Recorded data:
....

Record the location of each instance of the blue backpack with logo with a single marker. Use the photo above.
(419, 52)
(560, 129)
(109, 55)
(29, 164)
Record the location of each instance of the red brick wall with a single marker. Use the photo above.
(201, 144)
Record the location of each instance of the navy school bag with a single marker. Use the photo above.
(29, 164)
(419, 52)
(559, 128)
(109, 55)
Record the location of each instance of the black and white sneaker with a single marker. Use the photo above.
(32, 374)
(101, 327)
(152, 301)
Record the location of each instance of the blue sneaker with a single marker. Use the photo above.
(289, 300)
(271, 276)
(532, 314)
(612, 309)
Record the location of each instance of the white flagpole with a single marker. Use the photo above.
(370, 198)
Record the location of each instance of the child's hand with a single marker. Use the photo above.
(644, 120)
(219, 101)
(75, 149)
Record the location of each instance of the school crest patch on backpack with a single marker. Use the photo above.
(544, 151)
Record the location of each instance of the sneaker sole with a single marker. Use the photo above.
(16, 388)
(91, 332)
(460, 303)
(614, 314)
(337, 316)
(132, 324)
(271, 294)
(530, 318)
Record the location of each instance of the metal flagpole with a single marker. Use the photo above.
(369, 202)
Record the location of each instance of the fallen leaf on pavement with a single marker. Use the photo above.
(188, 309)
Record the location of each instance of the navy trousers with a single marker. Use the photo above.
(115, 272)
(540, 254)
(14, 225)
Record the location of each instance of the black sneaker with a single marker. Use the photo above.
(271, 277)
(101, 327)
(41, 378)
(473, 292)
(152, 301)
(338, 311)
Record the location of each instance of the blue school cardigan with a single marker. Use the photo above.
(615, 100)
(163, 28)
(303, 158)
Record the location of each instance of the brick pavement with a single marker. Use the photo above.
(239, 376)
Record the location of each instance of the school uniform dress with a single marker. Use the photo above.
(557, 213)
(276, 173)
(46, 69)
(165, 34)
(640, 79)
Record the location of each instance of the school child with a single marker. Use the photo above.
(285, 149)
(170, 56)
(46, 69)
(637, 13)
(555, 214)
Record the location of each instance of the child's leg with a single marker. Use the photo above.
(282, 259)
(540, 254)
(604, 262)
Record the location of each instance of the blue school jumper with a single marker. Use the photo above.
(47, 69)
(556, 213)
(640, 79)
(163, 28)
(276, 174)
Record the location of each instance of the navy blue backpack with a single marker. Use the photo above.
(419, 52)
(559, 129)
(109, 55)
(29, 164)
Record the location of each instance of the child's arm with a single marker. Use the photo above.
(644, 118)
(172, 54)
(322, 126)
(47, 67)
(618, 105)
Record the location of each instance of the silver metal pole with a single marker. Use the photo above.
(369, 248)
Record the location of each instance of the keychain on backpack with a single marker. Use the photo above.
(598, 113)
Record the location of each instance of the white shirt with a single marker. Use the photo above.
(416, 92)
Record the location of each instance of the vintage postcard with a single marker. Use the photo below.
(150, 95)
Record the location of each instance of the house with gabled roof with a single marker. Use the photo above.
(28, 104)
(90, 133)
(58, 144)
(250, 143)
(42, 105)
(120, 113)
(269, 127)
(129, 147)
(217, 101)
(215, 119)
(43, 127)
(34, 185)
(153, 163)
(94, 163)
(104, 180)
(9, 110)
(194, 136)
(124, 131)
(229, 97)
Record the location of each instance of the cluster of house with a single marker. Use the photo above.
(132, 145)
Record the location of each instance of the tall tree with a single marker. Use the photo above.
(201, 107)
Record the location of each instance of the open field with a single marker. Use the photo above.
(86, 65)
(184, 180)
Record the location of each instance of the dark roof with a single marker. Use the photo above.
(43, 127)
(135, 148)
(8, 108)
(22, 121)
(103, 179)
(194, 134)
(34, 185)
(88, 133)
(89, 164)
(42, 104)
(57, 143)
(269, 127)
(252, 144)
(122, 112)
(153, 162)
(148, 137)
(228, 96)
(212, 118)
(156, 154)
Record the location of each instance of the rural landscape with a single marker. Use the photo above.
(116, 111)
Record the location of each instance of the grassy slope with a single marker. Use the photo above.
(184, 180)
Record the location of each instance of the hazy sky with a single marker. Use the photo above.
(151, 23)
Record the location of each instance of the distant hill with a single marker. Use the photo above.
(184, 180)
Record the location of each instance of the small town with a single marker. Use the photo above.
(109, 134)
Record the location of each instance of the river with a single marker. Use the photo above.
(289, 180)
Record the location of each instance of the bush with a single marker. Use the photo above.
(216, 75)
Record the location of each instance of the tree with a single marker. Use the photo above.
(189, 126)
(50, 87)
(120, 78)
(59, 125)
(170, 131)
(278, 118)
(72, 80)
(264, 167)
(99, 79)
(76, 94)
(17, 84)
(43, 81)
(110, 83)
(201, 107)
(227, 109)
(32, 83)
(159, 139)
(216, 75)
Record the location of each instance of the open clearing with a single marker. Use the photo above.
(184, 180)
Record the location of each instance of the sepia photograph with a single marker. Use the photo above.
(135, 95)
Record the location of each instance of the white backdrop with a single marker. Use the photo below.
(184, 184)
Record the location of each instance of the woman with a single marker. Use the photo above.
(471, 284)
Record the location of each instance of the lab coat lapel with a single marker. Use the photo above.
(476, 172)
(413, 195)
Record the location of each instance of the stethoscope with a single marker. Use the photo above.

....

Required work: Each record must be returned exactly as it is written.

Your solution:
Record the location of each instance of the blue backpack with logo with a single marker. Use the photo above.
(419, 52)
(560, 129)
(109, 55)
(29, 164)
Record the location of each instance of the red brick wall with a single marker. Use the photo above.
(201, 144)
Record the location of each instance of the navy school bag with a single marker. Use the photo above.
(29, 164)
(419, 52)
(559, 128)
(109, 55)
Record the location of each instance of the black and white sneaker with a single marker. Use the photo above.
(32, 374)
(101, 327)
(152, 301)
Record the location of each instance of the blue sneaker with a single marker. Use the photo above.
(289, 300)
(271, 276)
(532, 314)
(612, 309)
Record the location of each instance of the white flagpole with a single marker. Use the photo above.
(370, 198)
Record the location of each instance of the child's hand with a single marker. Use the photo above.
(644, 120)
(219, 101)
(75, 149)
Record the location of each instance of the school crest patch on backpack with a single marker. Use the photo above.
(544, 151)
Record the location of each instance of the sneaker sole with a single marker. Use the photo above.
(16, 388)
(91, 332)
(460, 303)
(614, 314)
(337, 316)
(132, 324)
(271, 294)
(530, 318)
Record the location of each instance of the metal flagpole with a single marker. Use the photo above.
(369, 202)
Record the location of each instance of the fallen leaf on pavement with a single marker. Use the photo above.
(188, 309)
Record the location of each instance of the navy trousers with a single marker. Use the photo above.
(115, 272)
(540, 254)
(14, 225)
Record the location of each instance of the black sneaker with a single marker. Use the photo above.
(271, 277)
(101, 327)
(41, 378)
(473, 292)
(152, 301)
(338, 311)
Record the location of each instance of the blue school cardigan with a single marker. Use the photo above.
(615, 100)
(163, 28)
(303, 158)
Record the location of each instance of the brick pavement with a single marker. Use the photo above.
(239, 376)
Record the location of each instance of the school uniform dress with a single marker. Use the photo above.
(557, 213)
(276, 173)
(46, 69)
(165, 34)
(640, 79)
Record the location of each instance of the school child with a single marker. Use the photo above.
(285, 149)
(170, 56)
(46, 69)
(637, 13)
(555, 214)
Record the location of each instance of the child's leg with a single marker. Use the photo above.
(282, 259)
(540, 254)
(604, 262)
Record the location of each instance of the blue school jumper with a single marker. Use the photo above.
(47, 69)
(556, 213)
(640, 79)
(163, 28)
(276, 174)
Record the location of each instance of the navy blue backpack with a single marker. Use the photo above.
(419, 52)
(559, 129)
(109, 55)
(29, 164)
Record the location of each instance of the child's arm with a single marker. Use the photo above.
(644, 118)
(172, 54)
(322, 126)
(47, 67)
(618, 105)
Record the location of each instance of the silver metal pole with a single marker. Use the photo above.
(369, 248)
Record the location of each instance of the keychain on backpack with a single marker. Use the photo above.
(598, 113)
Record the location of each instance of the white shirt with a single marker. Use the photo above.
(416, 92)
Record the location of each instance of the vintage postcard with a single marker. Use the photo below.
(150, 95)
Record the location of each instance of the house with gabled roof with a single marker. Use the photo above.
(28, 104)
(90, 133)
(58, 144)
(250, 143)
(42, 105)
(120, 113)
(269, 127)
(129, 147)
(217, 101)
(215, 119)
(43, 127)
(34, 185)
(153, 163)
(94, 163)
(104, 180)
(9, 110)
(194, 136)
(124, 131)
(229, 97)
Record the location of each instance of the cluster of house with a single marker. Use the photo above.
(132, 145)
Record the location of each instance of the tall tree with a single marker. Use the photo above.
(201, 107)
Record the location of each instance of the open field with a single marker. Use the photo above.
(86, 65)
(184, 180)
Record the location of each instance of the dark roof with a single marker. Use the photo above.
(43, 127)
(135, 148)
(8, 108)
(22, 121)
(103, 179)
(194, 134)
(34, 185)
(88, 133)
(89, 164)
(42, 104)
(57, 143)
(269, 127)
(252, 144)
(122, 112)
(153, 162)
(148, 137)
(228, 96)
(212, 118)
(156, 154)
Record the location of each instance of the rural landscape with a single marker. Use the photo above.
(116, 111)
Record the location of each instance of the grassy slope with a single marker. Use the photo above.
(184, 180)
Record the location of each instance of the hazy sky with a single marker. Use the photo above.
(151, 23)
Record the location of each instance of the distant hill with a single marker. Use the photo above.
(184, 180)
Record the location of each instance of the small town with a single marker. Use the photo above.
(109, 134)
Record the location of each instance of the river with a single marker. Use the photo above.
(289, 180)
Record the location of each instance of the bush with a single marker. Use the photo above.
(216, 75)
Record the location of each instance of the tree with a single marker. Use the photo above.
(189, 126)
(50, 87)
(120, 78)
(59, 125)
(170, 131)
(278, 118)
(72, 80)
(264, 167)
(99, 79)
(76, 94)
(17, 84)
(43, 81)
(110, 83)
(201, 107)
(227, 109)
(32, 83)
(159, 139)
(216, 75)
Record the location of each instance of the open clearing with a single marker. Use the photo above.
(184, 180)
Record the location of each instance of the sepia photograph with a single marker. Use the photo above.
(135, 95)
Record the location of each instance of the white backdrop with a single marker. Use the photo below.
(184, 184)
Record the location of each instance of the woman with a single marker. Use the photo above.
(471, 284)
Record the location of each instance of the lab coat lapel with a single marker. Use the photo above.
(476, 172)
(413, 195)
Record the location of each instance of the stethoscope with a single marker. Use the photo above.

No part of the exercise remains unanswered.